• Selection:
● ● ● ● ●

- What do you see in the picture?
- Which words come to your head?
- Can you classify those words into positive or negative ideas?
- For which daily activities might you need fire?
When was the last time you…?
…cried at the end of a film?
…travelled by plane?
…started a new hobby?
…called a friend?
…walked more than 10 km?
…read a book?
Cultural Heritage Background
The novel “Fahrenheit 451”, by Ray Bradbury, is an example of dystopian fiction. It was published in 1953. It is also classified as science fiction because it describes significant technological advancements for its time.
“Dystopian” is the opposite of “utopian”. Dystopian fiction describes an imagined society that has come about as a consequence of humanity going down the “wrong path”. Dystopian societies struggle with social problems such as destitution, inequality, injustice, and disconnectedness.

● ● ● ● ●

• Rows:
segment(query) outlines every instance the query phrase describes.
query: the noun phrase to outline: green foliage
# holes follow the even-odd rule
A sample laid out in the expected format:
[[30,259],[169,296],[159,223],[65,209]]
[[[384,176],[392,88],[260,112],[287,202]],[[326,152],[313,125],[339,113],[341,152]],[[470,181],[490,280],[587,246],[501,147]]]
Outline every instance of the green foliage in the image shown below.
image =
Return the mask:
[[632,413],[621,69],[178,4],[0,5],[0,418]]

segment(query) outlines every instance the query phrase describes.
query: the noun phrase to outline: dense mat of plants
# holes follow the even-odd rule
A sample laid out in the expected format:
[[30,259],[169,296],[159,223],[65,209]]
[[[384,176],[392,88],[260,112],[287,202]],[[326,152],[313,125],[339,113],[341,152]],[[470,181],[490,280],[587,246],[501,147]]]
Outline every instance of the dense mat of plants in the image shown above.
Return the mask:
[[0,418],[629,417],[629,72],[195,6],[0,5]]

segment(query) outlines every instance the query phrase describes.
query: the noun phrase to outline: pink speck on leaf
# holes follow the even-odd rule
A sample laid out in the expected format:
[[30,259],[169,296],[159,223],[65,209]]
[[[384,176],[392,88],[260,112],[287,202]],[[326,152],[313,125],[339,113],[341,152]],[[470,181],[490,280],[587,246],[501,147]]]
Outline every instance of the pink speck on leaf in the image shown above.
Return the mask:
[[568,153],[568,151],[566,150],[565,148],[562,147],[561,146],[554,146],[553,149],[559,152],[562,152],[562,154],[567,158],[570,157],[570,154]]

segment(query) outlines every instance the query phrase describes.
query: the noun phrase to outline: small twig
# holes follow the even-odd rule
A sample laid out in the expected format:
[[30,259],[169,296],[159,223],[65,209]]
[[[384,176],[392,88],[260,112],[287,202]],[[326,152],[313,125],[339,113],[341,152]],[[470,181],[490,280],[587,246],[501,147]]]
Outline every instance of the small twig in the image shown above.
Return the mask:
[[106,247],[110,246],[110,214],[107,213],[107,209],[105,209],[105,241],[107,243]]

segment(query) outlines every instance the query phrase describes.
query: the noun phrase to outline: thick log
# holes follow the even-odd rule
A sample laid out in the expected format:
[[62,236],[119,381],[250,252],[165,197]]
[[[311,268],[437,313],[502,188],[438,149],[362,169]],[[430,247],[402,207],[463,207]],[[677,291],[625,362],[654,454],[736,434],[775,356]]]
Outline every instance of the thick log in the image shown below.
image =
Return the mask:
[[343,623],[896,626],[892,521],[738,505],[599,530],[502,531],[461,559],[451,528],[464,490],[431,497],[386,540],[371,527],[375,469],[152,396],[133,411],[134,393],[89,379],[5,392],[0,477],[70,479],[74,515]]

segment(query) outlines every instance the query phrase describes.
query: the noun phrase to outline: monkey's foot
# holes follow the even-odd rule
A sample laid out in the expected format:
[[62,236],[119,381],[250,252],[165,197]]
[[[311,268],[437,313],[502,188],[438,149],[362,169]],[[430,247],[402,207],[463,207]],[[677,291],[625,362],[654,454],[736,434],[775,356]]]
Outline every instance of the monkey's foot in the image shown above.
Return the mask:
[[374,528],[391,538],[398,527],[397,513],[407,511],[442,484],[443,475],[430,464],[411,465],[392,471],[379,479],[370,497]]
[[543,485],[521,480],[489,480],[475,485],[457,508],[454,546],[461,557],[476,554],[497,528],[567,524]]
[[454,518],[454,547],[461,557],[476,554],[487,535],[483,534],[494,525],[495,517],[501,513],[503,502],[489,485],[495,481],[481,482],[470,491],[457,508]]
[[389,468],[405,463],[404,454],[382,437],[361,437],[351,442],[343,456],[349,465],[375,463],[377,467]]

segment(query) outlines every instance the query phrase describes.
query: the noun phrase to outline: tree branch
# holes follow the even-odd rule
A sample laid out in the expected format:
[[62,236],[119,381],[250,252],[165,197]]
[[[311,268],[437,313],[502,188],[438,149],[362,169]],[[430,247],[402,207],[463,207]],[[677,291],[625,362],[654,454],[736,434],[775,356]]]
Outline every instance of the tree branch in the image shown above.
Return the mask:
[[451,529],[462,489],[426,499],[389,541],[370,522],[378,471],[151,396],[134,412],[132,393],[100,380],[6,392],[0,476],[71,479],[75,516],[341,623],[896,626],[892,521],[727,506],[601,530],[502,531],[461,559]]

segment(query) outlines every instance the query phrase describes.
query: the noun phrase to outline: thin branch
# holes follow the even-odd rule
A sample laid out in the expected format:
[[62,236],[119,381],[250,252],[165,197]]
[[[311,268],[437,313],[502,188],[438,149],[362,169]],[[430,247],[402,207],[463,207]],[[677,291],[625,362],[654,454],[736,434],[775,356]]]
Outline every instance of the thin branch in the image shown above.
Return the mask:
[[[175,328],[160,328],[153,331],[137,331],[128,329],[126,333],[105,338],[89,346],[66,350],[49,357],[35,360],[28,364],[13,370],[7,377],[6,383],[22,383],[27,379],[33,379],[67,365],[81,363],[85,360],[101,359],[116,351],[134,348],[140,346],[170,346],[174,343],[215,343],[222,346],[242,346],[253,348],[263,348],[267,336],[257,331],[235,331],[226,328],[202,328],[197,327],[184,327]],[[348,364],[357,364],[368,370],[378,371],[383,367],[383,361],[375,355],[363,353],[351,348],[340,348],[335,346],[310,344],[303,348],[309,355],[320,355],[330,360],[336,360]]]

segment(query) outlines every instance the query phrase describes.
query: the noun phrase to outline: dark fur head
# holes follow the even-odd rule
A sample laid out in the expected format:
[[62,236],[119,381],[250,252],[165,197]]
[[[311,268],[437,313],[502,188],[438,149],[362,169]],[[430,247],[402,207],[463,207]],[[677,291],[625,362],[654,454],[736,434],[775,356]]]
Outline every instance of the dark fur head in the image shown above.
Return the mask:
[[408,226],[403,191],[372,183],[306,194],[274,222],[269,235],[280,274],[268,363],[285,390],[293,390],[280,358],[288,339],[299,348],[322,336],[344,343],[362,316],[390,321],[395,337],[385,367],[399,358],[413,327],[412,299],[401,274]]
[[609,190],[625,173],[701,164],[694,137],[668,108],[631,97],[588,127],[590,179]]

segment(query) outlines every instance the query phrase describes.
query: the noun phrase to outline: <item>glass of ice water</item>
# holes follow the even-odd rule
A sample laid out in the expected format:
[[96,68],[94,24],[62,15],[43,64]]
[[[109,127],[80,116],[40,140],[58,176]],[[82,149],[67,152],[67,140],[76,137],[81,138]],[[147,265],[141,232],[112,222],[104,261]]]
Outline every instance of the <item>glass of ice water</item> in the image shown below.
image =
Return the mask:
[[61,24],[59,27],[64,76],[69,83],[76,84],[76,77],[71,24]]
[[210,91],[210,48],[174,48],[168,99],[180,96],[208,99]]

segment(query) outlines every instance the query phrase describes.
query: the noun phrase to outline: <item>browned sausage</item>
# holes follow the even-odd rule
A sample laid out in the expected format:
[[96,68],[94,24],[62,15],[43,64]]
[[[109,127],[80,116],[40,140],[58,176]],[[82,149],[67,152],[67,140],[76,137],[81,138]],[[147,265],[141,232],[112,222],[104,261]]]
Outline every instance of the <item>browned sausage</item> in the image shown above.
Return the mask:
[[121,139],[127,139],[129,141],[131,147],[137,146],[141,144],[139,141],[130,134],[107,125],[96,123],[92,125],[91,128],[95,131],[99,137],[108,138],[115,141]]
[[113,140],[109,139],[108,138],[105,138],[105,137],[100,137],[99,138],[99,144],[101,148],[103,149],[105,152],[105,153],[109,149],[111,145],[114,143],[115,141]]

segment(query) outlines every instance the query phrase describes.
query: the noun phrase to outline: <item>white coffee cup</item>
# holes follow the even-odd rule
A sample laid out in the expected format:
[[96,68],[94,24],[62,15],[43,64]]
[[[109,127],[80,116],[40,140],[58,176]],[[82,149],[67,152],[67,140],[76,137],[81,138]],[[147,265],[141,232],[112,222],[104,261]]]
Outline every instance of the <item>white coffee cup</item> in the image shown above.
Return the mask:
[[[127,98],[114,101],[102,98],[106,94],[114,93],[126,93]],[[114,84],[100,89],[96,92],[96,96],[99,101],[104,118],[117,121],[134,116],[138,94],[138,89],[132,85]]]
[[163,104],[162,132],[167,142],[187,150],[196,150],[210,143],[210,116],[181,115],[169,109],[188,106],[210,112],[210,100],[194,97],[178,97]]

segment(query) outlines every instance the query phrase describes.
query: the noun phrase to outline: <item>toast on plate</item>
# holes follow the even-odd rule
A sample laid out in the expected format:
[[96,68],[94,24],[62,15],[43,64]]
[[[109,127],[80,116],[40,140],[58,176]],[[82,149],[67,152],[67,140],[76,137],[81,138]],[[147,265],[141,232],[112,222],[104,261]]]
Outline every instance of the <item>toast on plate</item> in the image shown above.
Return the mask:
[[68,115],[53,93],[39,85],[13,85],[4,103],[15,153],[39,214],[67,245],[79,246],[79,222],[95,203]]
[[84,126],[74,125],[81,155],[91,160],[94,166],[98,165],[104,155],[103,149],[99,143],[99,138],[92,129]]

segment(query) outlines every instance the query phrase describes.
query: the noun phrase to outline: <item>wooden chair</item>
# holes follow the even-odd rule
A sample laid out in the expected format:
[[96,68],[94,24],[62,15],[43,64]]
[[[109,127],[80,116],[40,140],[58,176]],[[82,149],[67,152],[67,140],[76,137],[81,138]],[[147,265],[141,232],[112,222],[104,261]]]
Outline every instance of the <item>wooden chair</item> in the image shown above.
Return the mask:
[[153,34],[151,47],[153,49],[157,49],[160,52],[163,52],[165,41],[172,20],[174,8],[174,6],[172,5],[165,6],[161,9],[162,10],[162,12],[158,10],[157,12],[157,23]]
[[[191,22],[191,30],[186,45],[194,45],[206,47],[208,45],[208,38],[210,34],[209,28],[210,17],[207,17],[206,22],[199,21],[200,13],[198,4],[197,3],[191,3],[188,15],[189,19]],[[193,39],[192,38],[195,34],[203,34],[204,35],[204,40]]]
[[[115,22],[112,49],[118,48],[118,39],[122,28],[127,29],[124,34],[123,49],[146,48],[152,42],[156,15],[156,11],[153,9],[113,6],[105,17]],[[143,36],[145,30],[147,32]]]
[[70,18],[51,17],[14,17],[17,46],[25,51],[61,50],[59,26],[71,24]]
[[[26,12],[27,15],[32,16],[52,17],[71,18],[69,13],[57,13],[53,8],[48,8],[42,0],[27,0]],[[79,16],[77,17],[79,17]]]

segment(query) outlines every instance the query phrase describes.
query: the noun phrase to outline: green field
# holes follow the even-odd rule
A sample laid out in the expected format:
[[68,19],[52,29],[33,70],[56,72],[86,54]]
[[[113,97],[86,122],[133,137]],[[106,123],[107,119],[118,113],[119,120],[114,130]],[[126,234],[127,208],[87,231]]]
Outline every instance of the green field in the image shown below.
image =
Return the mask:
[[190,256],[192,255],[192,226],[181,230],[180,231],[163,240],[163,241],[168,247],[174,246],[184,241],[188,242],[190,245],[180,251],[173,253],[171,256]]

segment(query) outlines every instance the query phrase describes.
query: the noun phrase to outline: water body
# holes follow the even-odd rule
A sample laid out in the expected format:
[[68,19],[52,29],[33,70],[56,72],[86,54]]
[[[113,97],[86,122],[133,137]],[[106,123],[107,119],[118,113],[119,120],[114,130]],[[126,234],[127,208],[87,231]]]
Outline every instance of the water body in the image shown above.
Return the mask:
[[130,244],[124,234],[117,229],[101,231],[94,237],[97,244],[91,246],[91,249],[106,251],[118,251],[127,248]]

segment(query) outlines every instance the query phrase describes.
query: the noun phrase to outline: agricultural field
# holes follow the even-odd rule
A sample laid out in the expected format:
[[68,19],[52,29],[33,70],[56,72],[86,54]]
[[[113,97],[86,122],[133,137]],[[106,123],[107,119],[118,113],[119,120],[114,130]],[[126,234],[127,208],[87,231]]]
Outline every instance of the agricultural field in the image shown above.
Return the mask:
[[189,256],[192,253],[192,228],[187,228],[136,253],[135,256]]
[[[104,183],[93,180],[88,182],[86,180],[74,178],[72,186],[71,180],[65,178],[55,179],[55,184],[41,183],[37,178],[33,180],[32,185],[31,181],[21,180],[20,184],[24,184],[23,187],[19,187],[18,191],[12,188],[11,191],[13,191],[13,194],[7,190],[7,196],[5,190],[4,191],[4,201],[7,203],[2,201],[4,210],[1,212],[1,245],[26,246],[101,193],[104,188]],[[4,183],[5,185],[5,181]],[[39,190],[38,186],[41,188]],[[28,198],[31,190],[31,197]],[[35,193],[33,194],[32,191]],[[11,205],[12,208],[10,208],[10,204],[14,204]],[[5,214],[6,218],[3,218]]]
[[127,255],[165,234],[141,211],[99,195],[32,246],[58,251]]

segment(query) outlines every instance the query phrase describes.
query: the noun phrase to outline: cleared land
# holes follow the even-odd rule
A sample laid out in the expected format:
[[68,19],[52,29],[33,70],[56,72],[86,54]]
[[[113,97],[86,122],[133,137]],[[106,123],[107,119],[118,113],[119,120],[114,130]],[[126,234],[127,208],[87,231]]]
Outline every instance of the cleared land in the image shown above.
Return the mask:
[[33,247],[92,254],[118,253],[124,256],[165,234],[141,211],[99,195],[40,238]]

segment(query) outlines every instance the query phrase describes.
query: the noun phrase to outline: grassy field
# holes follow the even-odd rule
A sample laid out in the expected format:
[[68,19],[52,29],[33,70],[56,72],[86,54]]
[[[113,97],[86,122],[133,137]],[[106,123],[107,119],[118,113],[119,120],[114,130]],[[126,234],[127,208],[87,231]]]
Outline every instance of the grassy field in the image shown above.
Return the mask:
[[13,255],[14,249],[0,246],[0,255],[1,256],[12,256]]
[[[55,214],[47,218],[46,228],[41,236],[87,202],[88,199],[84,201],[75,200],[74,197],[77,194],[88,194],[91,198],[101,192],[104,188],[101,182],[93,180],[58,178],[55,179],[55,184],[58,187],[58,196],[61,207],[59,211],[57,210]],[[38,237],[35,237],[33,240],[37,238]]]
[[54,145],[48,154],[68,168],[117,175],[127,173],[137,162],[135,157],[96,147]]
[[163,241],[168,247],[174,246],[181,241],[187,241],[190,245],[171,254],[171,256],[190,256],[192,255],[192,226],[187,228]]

● ● ● ● ●

• Brief 1: Find every line in the listing above that contains the word "white", and copy each of those lines. Case counts.
• Brief 2: Take the lesson on "Fahrenheit 451" and dystopian fiction further, starting right after its last sentence.

• Task answer 1:
query: the noun phrase to outline: <item>white coffee cup</item>
Outline every instance of the <item>white coffee cup</item> in the image shown above.

• Task answer 2:
The book wants to denounce “censorship”; it shows very clearly what can happen if a powerful group of people controls which ideas can be shared. Censorship implies the suppression of words, images or ideas considered “offensive” by that group. It happens whenever some people manage to impose their personal political or moral values on others. Censorship can be carried out by the government but also by private pressure groups.
Listening Comprehension (optional)
Reading the story
“Nineteen Eighty-Four” is a novel by English author George Orwell. It was published in 1949 as a warning against totalitarianism. The dystopia described in the book made a deep impression on readers and the book entered mainstream culture in a really unique way. The book’s title and many of its concepts, such as “Big Brother” and the “Thought Police”, are instantly recognized and understood.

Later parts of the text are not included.